* _Written exercise_: Extend the personal account below about the family's money troubles and the father's new part-time job, picking up right after its final sentence.

— BEGIN Source passage —

So for the past month or so, finances here were worse than they have ever been . I mean really bad, Mom was crying alot just thinking about trying to get by. It was really scary. I had been praying crazy nonstop for a financial blessing, my parents are amazing people, they deserve a break. I will admit there for a while I was always wondering "God, where are you? Why is this happening to us?" I feel guilty for that now. My parents have been praying about it nonstop as well.
We got our answer this weekend. Recently my Dad had put an application in at the Shipman Elevator to drive anhydrous tanks to farms just to bring in some extra cash. They called on Friday, asking him to start working part time for them. He started Saturday. I must say my Dad is really admirable. He's working midnights right now, and so worked Friday night at his job, got home at 8, then he went to work for the Elevator all day, and came home at 7:30 last night, and then went to work at 10:30. Then he worked all day today as well. I think he got a total of 10 hours of sleep this weekend. All just to provide for us. I love him.

— END Source passage —
— BEGIN Data listing —

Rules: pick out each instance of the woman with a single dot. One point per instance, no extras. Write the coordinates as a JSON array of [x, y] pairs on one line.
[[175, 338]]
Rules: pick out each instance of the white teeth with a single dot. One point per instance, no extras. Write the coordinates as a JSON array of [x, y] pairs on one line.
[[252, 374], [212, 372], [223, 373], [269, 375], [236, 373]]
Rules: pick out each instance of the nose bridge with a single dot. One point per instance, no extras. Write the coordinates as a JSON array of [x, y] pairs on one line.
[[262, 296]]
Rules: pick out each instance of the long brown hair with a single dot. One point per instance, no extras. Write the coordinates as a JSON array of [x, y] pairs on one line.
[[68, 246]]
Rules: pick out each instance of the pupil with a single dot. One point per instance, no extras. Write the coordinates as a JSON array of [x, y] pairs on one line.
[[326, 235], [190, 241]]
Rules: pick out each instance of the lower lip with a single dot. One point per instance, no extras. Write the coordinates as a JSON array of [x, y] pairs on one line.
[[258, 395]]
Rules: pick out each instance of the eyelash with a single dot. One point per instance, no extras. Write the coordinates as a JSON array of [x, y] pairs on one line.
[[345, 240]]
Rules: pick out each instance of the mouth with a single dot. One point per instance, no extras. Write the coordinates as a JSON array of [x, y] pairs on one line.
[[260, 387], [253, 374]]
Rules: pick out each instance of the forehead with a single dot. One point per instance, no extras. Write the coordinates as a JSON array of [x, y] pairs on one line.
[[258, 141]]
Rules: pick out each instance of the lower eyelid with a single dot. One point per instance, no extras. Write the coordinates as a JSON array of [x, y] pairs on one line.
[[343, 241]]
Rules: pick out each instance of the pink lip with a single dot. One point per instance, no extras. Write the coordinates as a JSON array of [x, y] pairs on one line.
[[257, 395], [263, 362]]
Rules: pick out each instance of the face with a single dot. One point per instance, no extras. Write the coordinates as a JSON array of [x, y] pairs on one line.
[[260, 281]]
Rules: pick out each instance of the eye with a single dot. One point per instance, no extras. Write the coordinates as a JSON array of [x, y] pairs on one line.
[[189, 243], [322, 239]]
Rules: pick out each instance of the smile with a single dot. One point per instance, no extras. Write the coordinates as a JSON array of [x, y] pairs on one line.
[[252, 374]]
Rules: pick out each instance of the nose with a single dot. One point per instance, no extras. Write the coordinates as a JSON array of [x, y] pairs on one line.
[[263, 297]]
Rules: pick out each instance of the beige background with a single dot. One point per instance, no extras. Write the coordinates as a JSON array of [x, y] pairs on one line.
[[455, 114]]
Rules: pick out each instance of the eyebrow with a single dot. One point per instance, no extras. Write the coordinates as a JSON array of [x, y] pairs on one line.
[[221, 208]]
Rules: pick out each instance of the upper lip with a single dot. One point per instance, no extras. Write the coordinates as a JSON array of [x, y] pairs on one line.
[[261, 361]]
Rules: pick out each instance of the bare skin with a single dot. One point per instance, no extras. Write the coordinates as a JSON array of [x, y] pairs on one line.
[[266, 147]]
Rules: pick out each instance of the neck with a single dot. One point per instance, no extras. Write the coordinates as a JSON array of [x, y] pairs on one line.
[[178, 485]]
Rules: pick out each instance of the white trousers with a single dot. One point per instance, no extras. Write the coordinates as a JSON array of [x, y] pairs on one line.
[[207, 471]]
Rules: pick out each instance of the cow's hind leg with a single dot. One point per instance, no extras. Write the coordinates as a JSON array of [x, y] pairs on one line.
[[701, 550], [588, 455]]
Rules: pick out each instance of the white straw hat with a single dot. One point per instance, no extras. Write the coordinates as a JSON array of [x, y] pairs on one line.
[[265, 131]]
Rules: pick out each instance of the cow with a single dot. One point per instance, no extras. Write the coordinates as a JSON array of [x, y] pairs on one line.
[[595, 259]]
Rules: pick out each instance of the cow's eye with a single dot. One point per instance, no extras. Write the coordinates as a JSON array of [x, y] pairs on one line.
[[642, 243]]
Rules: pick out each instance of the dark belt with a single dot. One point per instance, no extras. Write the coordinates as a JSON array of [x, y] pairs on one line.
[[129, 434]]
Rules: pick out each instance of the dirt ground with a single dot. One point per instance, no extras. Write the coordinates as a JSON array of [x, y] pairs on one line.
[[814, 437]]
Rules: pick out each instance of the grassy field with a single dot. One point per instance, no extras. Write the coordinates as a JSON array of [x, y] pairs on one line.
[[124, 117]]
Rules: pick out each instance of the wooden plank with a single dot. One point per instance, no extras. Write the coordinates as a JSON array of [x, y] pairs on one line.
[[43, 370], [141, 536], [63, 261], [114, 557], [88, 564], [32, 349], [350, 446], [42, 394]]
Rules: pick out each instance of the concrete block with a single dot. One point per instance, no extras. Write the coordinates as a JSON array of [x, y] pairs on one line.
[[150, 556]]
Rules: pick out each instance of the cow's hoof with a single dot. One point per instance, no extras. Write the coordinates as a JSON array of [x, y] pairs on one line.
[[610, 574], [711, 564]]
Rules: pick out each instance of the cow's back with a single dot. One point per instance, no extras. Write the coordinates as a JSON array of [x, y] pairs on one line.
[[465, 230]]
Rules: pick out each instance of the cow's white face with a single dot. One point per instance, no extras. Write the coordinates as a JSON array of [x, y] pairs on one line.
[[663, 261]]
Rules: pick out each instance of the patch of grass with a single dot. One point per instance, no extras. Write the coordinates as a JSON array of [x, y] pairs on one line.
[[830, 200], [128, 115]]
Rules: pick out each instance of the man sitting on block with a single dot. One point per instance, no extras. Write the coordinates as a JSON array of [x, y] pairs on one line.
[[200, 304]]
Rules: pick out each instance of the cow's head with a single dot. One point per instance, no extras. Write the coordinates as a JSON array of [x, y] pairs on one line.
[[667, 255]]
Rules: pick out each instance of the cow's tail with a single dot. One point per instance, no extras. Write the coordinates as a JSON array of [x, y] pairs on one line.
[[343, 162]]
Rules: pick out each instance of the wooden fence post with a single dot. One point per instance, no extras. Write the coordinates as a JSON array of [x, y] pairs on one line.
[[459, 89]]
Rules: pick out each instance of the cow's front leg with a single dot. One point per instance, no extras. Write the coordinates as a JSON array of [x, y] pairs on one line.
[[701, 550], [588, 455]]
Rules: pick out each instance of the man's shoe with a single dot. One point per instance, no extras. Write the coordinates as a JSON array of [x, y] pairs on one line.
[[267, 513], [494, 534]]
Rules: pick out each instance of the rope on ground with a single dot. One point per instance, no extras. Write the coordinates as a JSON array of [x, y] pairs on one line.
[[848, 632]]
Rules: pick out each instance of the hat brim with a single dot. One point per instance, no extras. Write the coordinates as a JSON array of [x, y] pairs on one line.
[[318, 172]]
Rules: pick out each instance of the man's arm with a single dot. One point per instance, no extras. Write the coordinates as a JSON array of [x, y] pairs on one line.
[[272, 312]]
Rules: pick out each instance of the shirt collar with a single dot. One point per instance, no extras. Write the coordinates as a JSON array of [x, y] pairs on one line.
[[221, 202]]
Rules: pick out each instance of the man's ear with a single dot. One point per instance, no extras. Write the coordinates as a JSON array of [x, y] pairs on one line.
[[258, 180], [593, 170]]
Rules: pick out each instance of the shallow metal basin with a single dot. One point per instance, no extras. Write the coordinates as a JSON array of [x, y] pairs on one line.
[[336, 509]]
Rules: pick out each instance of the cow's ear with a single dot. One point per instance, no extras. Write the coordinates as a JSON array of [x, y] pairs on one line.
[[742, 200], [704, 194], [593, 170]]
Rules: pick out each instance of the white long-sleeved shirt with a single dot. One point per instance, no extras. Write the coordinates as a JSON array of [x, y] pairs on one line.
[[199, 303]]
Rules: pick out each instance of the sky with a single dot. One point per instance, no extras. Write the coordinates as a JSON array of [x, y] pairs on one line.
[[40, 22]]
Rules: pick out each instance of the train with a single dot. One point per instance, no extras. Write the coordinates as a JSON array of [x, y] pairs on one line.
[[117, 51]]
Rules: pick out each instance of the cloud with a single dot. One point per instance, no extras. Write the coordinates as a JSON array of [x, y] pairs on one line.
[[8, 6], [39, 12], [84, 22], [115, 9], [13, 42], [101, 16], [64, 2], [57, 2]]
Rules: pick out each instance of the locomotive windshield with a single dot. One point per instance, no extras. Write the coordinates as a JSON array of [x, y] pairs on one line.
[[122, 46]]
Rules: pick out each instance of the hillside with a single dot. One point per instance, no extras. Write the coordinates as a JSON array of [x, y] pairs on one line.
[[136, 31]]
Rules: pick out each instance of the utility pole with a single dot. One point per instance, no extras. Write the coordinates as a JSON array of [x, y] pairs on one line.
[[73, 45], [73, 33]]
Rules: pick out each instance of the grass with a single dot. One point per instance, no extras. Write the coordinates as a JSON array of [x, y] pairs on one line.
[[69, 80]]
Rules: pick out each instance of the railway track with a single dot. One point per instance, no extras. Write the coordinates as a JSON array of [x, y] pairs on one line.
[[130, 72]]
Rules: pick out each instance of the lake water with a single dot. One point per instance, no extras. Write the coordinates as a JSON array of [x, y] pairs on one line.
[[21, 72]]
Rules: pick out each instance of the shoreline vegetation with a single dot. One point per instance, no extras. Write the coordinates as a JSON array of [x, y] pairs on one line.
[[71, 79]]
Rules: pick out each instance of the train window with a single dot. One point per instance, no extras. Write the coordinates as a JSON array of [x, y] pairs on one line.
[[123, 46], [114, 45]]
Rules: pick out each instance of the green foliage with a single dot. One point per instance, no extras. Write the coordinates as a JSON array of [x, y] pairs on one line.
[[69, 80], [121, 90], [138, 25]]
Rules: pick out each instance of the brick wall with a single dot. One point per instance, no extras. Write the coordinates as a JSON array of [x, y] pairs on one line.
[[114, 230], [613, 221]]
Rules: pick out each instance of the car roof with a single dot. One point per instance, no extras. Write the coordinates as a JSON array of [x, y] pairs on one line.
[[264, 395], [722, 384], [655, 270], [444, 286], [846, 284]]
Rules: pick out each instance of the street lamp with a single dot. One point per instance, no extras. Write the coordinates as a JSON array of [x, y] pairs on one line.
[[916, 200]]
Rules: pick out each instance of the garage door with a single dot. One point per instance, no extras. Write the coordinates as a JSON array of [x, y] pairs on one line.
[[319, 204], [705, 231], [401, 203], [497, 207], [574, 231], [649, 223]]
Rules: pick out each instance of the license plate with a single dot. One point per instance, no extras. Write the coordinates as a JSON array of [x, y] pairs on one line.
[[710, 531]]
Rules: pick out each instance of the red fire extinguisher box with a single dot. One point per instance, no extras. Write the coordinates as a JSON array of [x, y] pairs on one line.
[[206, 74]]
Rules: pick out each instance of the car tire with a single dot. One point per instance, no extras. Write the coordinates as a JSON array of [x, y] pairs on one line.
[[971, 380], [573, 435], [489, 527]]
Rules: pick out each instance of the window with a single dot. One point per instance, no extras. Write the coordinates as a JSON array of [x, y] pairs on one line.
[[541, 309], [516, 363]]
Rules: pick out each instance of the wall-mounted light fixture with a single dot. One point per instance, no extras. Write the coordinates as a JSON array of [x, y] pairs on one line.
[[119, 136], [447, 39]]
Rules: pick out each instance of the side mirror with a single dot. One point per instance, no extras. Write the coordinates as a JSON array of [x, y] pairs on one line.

— END Data listing —

* _Response to this exercise_:
Then someone randomly calls my Mom to ask to babysit for her 4 days a week. That's 80 extra dollars a week. That happened on Saturday. So in the span of 2 days both of my parents got another job, an extra source of income.
This past Wednesday I did a devotion at FCA at school, talking about how God has never abandoned us, and never will. It's really been on my heart lately and I was trying to realize it with everything going on at home.
Well this morning at Church the praise band played "Mighty to Save". In the song it says "My savior, he can move the mountains, my God is mighty to save. Yes, he's mighty to save." Then I heard God say, "Megan, I'm here. I've never left your side." I began to cry, and everything just made sense. God answered our prayers. I pieced everything together, and i just felt this overwhelming state of peace. I couldn't help it but to cry.
God really is amazing, and even when it feels like we have hit the end of the road, when we feel like we can't go through another day on our own.. God is there. He's the one person I can count on, and I love Him so much. The sermon this morning was about Unshakable faith, and I feel like I have been tested in my beliefs lately. Today I realized, I have a faith right now that is so strong it will not be shaken.
I will stand strong.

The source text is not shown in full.